Task to complete:
Copy out, from the data, each line containing the string "below".

Records for the task:
⟨
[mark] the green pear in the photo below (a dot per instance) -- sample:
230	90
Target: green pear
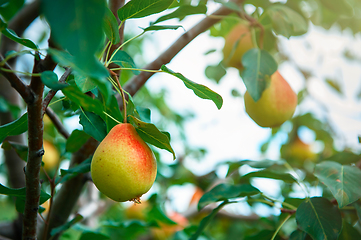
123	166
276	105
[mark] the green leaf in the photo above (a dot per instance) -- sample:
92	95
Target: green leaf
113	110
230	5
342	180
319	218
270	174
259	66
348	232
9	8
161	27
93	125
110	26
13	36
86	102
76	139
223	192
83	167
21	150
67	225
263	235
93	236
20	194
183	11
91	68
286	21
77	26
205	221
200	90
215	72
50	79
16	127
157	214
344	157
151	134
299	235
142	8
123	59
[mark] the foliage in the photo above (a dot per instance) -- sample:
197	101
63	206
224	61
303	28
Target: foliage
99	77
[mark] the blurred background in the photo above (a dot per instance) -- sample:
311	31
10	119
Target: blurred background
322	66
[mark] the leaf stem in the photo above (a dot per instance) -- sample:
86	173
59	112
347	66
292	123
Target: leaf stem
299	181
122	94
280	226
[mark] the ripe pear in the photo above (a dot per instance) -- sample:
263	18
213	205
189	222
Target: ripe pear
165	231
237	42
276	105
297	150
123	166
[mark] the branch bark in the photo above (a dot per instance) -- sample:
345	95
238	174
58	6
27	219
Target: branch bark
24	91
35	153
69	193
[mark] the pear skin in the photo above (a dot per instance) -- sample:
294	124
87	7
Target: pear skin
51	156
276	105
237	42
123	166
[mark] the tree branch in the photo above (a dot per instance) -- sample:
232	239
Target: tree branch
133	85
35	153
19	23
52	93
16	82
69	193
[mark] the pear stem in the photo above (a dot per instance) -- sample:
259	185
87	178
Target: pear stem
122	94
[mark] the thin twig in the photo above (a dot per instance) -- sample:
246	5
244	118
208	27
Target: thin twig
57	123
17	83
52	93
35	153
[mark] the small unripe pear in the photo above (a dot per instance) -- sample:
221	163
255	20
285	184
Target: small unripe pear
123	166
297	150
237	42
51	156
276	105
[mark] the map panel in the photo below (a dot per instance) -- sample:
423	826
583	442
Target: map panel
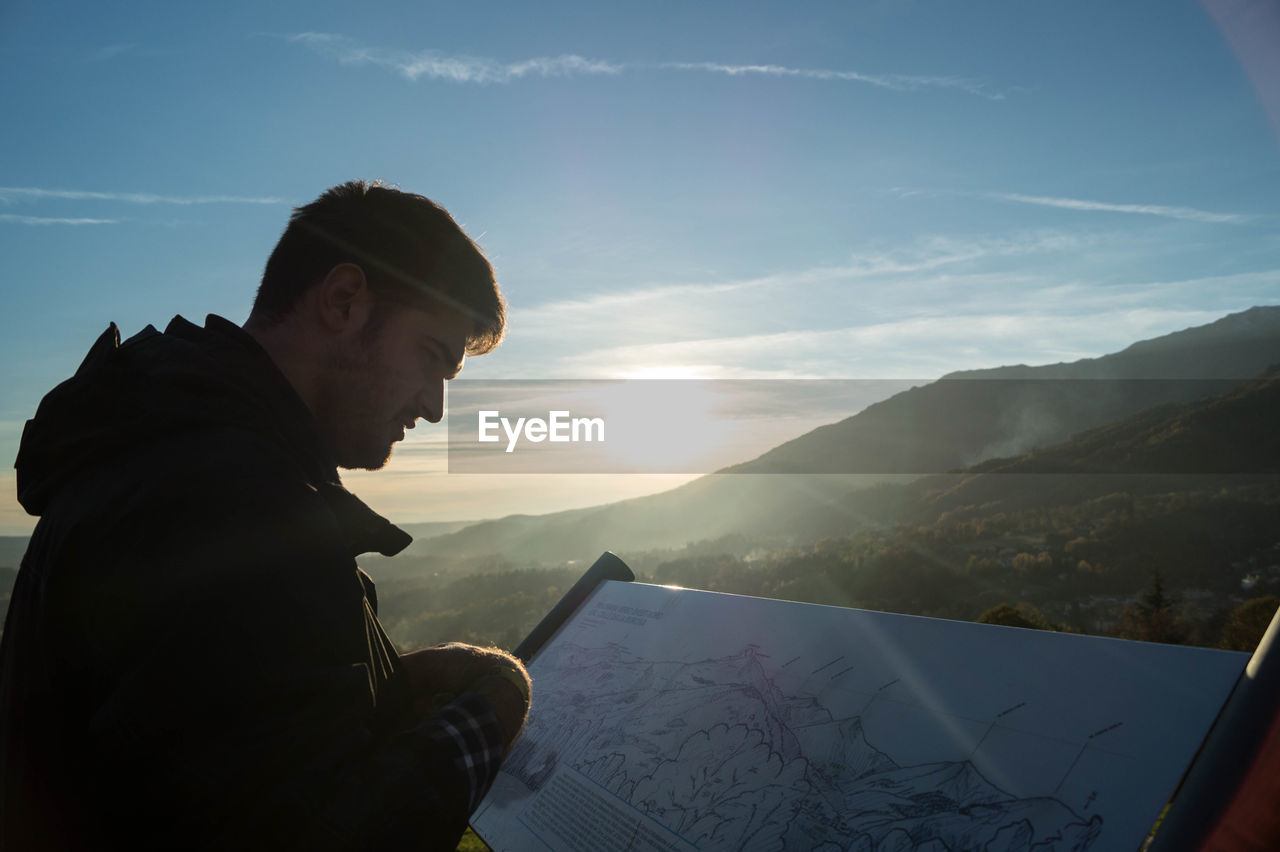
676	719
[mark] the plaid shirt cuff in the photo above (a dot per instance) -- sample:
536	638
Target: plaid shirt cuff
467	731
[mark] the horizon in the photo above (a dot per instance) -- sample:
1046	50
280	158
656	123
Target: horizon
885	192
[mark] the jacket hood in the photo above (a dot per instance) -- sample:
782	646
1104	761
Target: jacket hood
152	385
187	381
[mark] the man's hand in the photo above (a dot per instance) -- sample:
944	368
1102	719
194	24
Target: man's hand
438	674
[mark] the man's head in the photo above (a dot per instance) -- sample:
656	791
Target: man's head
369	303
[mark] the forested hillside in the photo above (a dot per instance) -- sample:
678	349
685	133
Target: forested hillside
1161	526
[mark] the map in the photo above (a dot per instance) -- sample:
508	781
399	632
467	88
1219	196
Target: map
⟩
⟨
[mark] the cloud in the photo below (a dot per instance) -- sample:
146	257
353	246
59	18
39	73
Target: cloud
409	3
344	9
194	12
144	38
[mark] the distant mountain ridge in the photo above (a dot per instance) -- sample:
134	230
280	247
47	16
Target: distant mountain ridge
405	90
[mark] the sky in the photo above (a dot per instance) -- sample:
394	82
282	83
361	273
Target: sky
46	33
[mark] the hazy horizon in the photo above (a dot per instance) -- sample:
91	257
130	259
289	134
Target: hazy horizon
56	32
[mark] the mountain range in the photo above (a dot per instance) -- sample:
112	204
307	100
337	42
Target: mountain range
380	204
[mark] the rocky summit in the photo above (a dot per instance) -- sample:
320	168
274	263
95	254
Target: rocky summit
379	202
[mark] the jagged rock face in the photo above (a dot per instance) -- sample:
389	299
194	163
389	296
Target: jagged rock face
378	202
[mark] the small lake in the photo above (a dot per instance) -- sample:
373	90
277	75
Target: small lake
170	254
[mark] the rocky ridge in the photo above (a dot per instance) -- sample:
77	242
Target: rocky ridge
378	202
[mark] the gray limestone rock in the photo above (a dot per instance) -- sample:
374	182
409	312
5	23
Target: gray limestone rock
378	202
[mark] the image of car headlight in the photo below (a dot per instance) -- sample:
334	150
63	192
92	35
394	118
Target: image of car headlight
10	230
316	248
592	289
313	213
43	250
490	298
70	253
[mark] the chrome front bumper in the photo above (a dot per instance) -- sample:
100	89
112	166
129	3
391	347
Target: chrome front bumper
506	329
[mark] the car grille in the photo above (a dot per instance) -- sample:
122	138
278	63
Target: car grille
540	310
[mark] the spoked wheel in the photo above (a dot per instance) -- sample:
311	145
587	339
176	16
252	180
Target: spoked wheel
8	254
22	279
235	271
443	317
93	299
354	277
⟩
Solved problem:
[mark] the green pear in the photo below (a dot per instance) -- sample:
[mark] the map panel in the photo below (a dot per instance) -- sample:
[mark] the cloud in the photo below (a dot per instance) -- sample:
[mark] the image of car headlight in the photo below (a dot per instance) -- sample:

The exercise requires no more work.